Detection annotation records
---+---
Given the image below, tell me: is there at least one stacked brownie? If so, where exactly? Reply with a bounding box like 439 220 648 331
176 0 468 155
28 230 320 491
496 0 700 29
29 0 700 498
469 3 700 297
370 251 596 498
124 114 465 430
---+---
Replace "stacked brownie" with "chocolate brownie" in all the rows above, keeping everything else the same.

__Output__:
Given the image below, tell me: is there at least one chocolate brownie? If so, where exactly? Reply with a bounding box like 439 220 648 331
176 0 468 155
28 230 320 491
496 0 700 29
29 0 700 498
469 3 700 297
370 251 596 498
124 114 465 430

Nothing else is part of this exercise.